Source extract:
<<<<
Articles | Fri 24th Apr, 2020

 

  1. In Mohamud v Morrisons Supermarkets (2016) AC 677, Lord Dyson MR observed that:

“To search for certainty and precision in vicarious liability is to undertake a quest for a chimaera”

 

  1. Whilst absolute certainty and precision may remain unattainable goals in this area of the law, a consistent set of principles, applicable across all cases, is, it is submitted, still well within reach.

 

  1. The Supreme Court decision in Various Claimants v Morrisons Supermarkets (2020) UKSC 12 has been widely publicised. It has been welcomed as a corrective to certain misunderstandings that crept into practice following the earlier decision of the Court in Mohamud (in which a petrol station attendant viciously attacked a customer on the forecourt). The overarching test, derived from Lord Nicholls’s judgment in Dubai Aluminium v Salaam (2003) 1 AC 366, has been restated:

 

The court generally has to decide whether the wrongful conduct was so closely connected with acts the employee was authorised to do that, for the purposes of the liability of his employer, it may fairly and properly be regarded as done by the employee while acting in the ordinary course of his employment’

 

  1. The importance of Lord Nicholl’s statement of the law is the emphasis on the course of employment as the limiting factor. Indeed, the decision of the Supreme Court on the facts in Mohamud had been criticised in other jurisdictions for losing sight of this important constraint. In Prince Alfred College v ADC (2016) HCA 37, the High Court of Australia, in a unanimous judgment, made the following observation:

 

What occurred after the victim left the kiosk was relevantly unconnected with the employee’s employment. The approach of focusing on any special role that the employer has assigned to the employee and the position in which the employee is thereby placed vis-à-vis the victim, is also designedly different from the approach in Mohamud. This is because the test of vicariously liability, requiring no more than sufficiency of connection – unconstrained by the outer limits of the course or scope of employment – is likely to result in the imposition of vicarious liability for wrongful acts for which the employment provides no more than an opportunity”

 

  1. However, there is some concern that certain comments in Various Claimants v Morrisons suggest a fissure is emerging in the case law, with those cases involving sexual abuse requiring a fundamentally different approach to other types of claim. This concern stems from Lord Reed’s observation (referring to the comments of Lord Nicholls in Various Claimants v Catholic Welfare Society (2013) 2 AC 1) paragraph 23 that:

 

“the close connection test has been applied differently in cases concerned with the sexual abuse of children, which cannot be regarded as something done by the employee while acting in the ordinary course of his employment. Instead, the courts have emphasised the importance of criteria that are particularly relevant to that form of wrongdoing, such as the employer’s conferral of authority on the employee over the victims, which he has abused”
>>>>
Data supplied:
<<<<
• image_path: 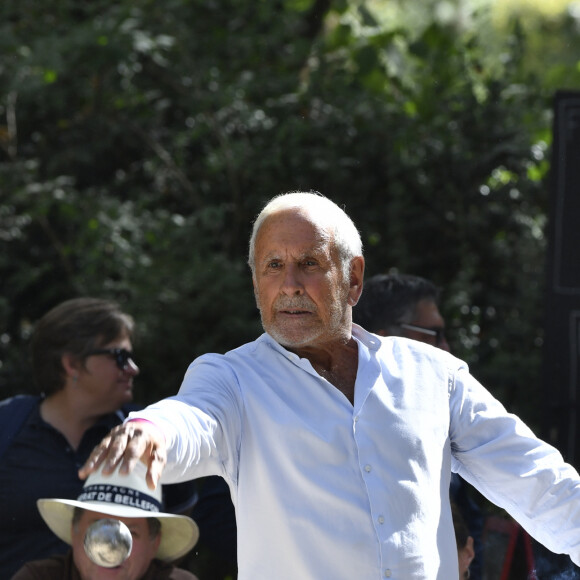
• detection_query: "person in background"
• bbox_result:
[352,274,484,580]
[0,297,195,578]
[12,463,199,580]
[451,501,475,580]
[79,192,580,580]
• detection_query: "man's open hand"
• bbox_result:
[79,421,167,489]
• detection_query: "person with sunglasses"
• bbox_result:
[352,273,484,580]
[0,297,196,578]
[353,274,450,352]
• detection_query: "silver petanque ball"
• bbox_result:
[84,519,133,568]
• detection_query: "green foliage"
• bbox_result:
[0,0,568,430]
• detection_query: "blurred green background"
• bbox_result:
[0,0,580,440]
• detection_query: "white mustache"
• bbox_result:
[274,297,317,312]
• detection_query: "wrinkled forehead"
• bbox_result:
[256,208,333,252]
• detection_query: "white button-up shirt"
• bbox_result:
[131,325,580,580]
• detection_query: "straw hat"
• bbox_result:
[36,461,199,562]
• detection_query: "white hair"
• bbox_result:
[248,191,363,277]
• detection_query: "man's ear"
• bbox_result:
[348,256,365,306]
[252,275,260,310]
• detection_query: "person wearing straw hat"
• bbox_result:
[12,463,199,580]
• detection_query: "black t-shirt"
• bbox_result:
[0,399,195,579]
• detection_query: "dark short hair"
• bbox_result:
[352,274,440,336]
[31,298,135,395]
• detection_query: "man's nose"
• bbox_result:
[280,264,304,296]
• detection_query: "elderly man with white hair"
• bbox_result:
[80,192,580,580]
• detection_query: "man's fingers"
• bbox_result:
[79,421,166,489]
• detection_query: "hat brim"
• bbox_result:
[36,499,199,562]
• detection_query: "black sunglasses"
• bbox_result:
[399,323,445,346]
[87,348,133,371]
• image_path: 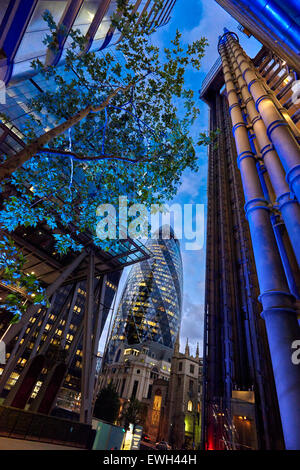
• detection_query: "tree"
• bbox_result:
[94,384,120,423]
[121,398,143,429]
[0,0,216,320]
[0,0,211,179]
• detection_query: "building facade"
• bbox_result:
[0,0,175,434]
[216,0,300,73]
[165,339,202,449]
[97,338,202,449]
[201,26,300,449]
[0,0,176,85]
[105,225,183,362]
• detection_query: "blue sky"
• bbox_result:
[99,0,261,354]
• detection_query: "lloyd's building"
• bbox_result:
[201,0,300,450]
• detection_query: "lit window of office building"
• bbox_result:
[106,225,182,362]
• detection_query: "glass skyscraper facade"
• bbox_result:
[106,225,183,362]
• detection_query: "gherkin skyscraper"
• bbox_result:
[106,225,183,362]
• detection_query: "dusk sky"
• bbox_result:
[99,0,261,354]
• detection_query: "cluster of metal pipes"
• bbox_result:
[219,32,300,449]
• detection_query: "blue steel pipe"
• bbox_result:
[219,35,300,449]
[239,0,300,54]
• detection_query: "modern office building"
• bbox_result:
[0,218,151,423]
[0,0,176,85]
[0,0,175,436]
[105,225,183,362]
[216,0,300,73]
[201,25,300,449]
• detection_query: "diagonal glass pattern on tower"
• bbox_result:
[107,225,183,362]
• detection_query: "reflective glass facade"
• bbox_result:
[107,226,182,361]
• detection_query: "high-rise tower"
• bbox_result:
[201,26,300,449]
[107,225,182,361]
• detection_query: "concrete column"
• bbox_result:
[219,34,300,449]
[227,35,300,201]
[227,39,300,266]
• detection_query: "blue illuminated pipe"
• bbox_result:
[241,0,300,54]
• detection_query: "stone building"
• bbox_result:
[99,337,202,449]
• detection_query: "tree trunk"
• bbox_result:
>>>>
Short problem 1: Reproduce the passage of the vicarious liability article from "1. Whilst absolute" to "well within reach.".
Short problem 2:
Answer these questions using the vicarious liability article:
(a) Which court decided Prince Alfred College v ADC?
(b) In Mohamud, who attacked a customer, and where did the attack take place?
(c) The restated overarching test derives from whose judgment, and in which case?

Final result 1:
1. Whilst absolute certainty and precision may remain unattainable goals in this area of the law, a consistent set of principles, applicable across all cases, is, it is submitted, still well within reach.

Final result 2:
(a) The High Court of Australia, in a unanimous judgment.
(b) A petrol station attendant attacked the customer on the forecourt.
(c) Lord Nicholls's judgment in Dubai Aluminium v Salaam (2003) 1 AC 366.